═════ ESTRATTO
Turchia nuovo orizzonte della globalizzazione

Nel centenario della fondazione della Repubblica di Turchia, che ricorrerà il prossimo ottobre, Erdogan con oltre il 52% dei voti ottenuti al ballottaggio, ha inaugurato il suo terzo mandato di presidente. Dopo vent’anni di permanenza ai massimi vertici del paese, aperti come  primo ministro dal 2003 al 2014, questa riconferma gli assicura la prosecuzione alla guida del paese fino al 2028. Da tempo la Turchia attraversa una stagione di rinascita, pur tra luci e ombre, che dovrebbe culminare nel “secolo turco” annunciato da Erdogan, un progetto visionario economico, sociale e culturale per rendere il paese più sviluppato e più forte. Punto di forza principale è la sua posizione geografica, tra il Mar Nero e il Mar Egeo, tra l’Asia occidentale e l’Europa orientale, divenuta sempre più strategica per la diversificazione delle catene di approvvigionamento della economia globalizzata, ora focalizzata sull’integrazione di sistemi regionalizzati. In tale scenario, la Turchia è sempre più determinante rispetto al triangolo Europa-Asia-Africa, sia logisticamente sia geopoliticamente, nel ruolo di mediatore globale, come nel caso della Black Sea Grain Iniziative.

Il Fondo Monetario Internazionale

Il percorso di crescita seguito dalla Turchia è fortemente dettato dalle politiche di Erdogan, esordite, dopo la vittoria elettorale del suo partito AK Party nel 2002, con il suo primo incarico di primo ministro l’anno successivo, in coincidenza all’allentamento di una dura austerità imposta al paese da un programma FMI, intervenuto nel crollo finanziario negli anni ’90, che aveva portato il paese a una inflazione a tre cifre. È qui che batte il cuore delle politiche economiche non ortodosse di Erdogan, tese a tenere ben chiuso in Turchia il libro FMI, che “non verrà più riaperto”. Ma, inevitabilmente, lo sviluppo del paese, forte importatore energetico e forte esportatore manifatturiero, è esposto ai venti e alle ciclicità internazionali, economiche, finanziarie, politiche e sanitarie.

Inflazione e crescita

Per impedire contagi recessivi post covid e salvaguardare la crescita economica e lo sviluppo infrastrutturale del paese, a fine 2021 Erdogan avvia una politica monetaria non ortodossa di taglio dei tassi di interesse, in controcorrente a quella occidentale. La contropartita è stata una veloce e progressiva svalutazione della lira turca, che ha sollevato un violento turbinio inflazionistico nel paese. Dopo aver oltrepassato la soglia dell’85% in ottobre 2022,  da allora l’indice inflattivo è in discesa consecutiva, raggiungendo a maggio scorso un tasso del 39.6%, il livello più basso da dicembre 2021. Forte di un debito pubblico contenuto (31,70% a dicembre 2022) e con una visione multipolare del mondo che mette insieme Nato e Russia, Cina ed EU, Africa e Asia, la Turchia ha messo in campo un mix di interventi monetari, finanziari e socioeconomici a favore di imprese e investimenti e della popolazione di oltre 85 milioni di abitanti, di cui circa la metà al di sotto dei 30 anni. Tra gli interventi, l’impiego delle riserve in valuta estera per calmare i mercati, un meccanismo di protezione dei depositi in lire dal deprezzamento, il raddoppio del salario minimo negli ultimi 18 mesi, che non ha fatto disperdere i miglioramenti costanti in assistenza sanitaria, infrastrutture e accesso al mercato.
══════════
═════ INFORMAZIONI ESTRATTE
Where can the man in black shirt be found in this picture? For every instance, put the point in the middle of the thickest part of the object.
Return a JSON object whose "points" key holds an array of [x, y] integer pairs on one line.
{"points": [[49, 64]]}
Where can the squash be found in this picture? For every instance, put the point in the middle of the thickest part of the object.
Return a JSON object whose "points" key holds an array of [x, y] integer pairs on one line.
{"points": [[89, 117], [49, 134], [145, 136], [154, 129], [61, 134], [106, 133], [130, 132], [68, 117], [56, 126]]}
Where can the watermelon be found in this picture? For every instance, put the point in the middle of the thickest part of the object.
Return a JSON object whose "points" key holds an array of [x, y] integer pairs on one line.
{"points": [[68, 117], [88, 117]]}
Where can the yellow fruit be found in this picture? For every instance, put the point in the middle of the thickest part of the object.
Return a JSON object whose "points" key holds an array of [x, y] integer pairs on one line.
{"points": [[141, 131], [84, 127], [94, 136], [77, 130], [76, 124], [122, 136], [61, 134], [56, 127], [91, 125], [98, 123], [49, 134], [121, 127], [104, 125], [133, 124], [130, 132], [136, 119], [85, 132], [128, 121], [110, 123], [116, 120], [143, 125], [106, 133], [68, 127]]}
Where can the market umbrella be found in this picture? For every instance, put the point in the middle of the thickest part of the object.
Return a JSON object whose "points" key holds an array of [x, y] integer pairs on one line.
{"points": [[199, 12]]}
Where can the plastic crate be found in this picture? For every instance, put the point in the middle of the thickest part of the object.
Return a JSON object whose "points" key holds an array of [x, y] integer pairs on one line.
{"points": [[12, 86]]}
══════════
## ESERCIZIO:
Come proseguiresti l'articolo sulla Turchia dopo la sua ultima frase? Scrivine il seguito. Le voci non hanno alcun ruolo in questo esercizio.

## RISULTATO DELL'ESERCIZIO:
Negli ultimi due anni il tasso di disoccupazione è sceso dal 14 al 10%, per effetto di una crescita economica consecutiva negli ultimi 11 trimestri, che non è stata arrestata nemmeno dal devastante  terremoto dello scorso 6  febbraio. Nel primo trimestre 2023, infatti, la Turchia ha segnato +4% (dato TUIK) rispetto allo stesso periodo dell’anno precedente, posizionandosi al secondo posto dopo l’Irlanda nella graduatoria OCSE (Organizzazione per la Cooperazione e lo Sviluppo Economico)  e al terzo in quella dei paesi G20, preceduta solo da Indonesia (5%) e Cina (4,5%). 

Il gas turco

Adesso, con il suo esordio anche nel mercato energetico, le sue prospettive di crescita diventano ancor più promettenti. Lo scorso aprile sono entrati in produzione i primi 3 pozzi offshore di gas naturale dell’enorme giacimento sottomarino turco di Sakarya nel Mar Nero, scoperto appena due anni fa e sviluppato da un consorzio formato dalla statunitense Schlumberger Ltd e dalla lussemburghese Subsea7, aggiudicato dalla Turkish Petroleum. Si tratta di una svolta decisiva, che spezza l’atavica dipendenza energetica del paese, che nel solo 2022, da stime  AIE,  ha importato per il 99% del suo fabbisogno, pari a 80 miliardi di dollari. La crescita industriale manifatturiera turca può quindi cominciare a  contare in prospettiva su un costo energetico basso e il governo ha già iniziato una politica di taglio del caro bollette, a favore di imprese e famiglie. Parallelamente, l’estrazione di gas apre al paese nuove prospettive di cooperazione logistica, prese al volo dalla Russia, che recentemente gli ha avanzato la proposta di realizzazione di un hub energetico.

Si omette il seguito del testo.